Object point labels

%%

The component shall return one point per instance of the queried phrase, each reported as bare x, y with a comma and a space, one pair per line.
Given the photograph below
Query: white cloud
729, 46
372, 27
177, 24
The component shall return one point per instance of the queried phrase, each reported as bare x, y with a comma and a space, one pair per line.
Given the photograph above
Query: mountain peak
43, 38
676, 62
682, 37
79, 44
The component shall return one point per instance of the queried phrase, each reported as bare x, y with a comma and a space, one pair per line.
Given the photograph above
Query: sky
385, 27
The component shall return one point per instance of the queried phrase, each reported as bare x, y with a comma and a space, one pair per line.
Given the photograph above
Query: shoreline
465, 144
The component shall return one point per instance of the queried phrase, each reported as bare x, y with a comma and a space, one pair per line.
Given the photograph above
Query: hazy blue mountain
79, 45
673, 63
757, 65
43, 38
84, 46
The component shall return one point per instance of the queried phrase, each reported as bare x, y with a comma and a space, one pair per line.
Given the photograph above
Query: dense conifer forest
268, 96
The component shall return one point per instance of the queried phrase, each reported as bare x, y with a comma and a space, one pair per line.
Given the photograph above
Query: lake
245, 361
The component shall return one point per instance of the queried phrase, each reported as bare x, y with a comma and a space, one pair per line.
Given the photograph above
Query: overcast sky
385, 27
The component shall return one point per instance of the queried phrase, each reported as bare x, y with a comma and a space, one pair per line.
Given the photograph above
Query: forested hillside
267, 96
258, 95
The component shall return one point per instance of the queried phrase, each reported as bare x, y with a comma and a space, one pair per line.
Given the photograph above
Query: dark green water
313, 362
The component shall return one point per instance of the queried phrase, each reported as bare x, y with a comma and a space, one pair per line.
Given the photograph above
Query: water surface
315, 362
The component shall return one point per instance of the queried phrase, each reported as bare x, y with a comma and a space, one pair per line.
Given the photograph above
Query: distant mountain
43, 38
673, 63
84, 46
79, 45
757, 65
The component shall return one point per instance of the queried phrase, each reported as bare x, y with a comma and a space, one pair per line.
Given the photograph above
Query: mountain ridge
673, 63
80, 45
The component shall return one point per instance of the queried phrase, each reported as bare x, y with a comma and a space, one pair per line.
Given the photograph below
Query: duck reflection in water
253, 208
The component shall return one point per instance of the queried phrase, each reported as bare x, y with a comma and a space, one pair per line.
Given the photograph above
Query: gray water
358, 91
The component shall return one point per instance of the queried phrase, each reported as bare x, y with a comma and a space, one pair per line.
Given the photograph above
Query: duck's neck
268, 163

%%

Transcribe the data. Leave every line exactly as it is.

• [Task result]
The component shall return one point per instance of the queried phrase, each reported as bare x, y with a comma and a space, one pair per line.
Given the photograph below
Query: white cloud
729, 46
372, 27
177, 24
The component shall return one point per instance of the queried phrase, each reported as bare x, y with a comma and a space, one pair per line.
Given the photograph above
Query: mountain peak
43, 38
676, 62
682, 37
79, 44
The component shall return one point per instance of the queried phrase, each reported as bare x, y with a comma and a space, one pair per line.
Given the photograph above
Query: sky
385, 27
The component shall return one point per instance of the queried phrase, each reported as bare x, y with a comma and a space, one pair per line.
Given the photograph above
Query: shoreline
465, 144
The component shall return one point per instance of the queried phrase, each reported as bare x, y with a comma and a space, one pair per line.
Given the photograph above
Query: hazy blue mountain
79, 45
673, 63
757, 65
43, 38
84, 46
The component shall return one point per instance of the queried phrase, each reported as bare x, y with a comma and a space, one pair per line.
Given the photograph above
Query: dense conifer forest
268, 96
The component shall return one point per instance of the queried phrase, each reported as bare x, y with a comma and a space, one pair per line.
Given the photograph above
Query: lake
245, 361
The component shall return one point per instance of the queried phrase, each reported as bare x, y with a comma and a space, one pair per line.
Given the photograph above
Query: overcast sky
385, 27
The component shall return one point per instance of the queried phrase, each reported as bare x, y with a comma and a space, one pair per line.
Given the photograph above
Query: forested hillside
267, 96
258, 95
The component shall return one point per instance of the queried phrase, each reported as bare x, y with a comma and a space, one pair per line.
Given the photograph above
Query: dark green water
313, 362
The component shall return one point per instance of the queried phrase, each reported as bare x, y with a comma and a space, one pair per line.
Given the photograph above
Query: water surface
315, 362
The component shall return one point per instance of the queried phrase, each reported as bare x, y with a comma and a space, one pair per line.
Given the photograph above
Query: distant mountain
43, 38
673, 63
84, 46
79, 45
757, 65
The component shall return one point per instance of the queried phrase, each reported as bare x, y with a comma and a space, one pair per line.
Given the photograph above
Query: mountain ridge
673, 63
80, 45
The component shall return one point per instance of the queried phrase, each reported as bare x, y with a comma and a space, one pair per line.
Given the photograph below
Query: duck reflection in water
253, 208
The component shall return one point per instance of the queried phrase, each reported as bare x, y with a comma and a space, one pair per line.
Given the photograph above
Query: gray water
358, 91
The component shall return one point per instance of the queried phrase, each reported as bare x, y with a comma and a space, one pair per line.
Given the photograph above
Query: duck's neck
268, 163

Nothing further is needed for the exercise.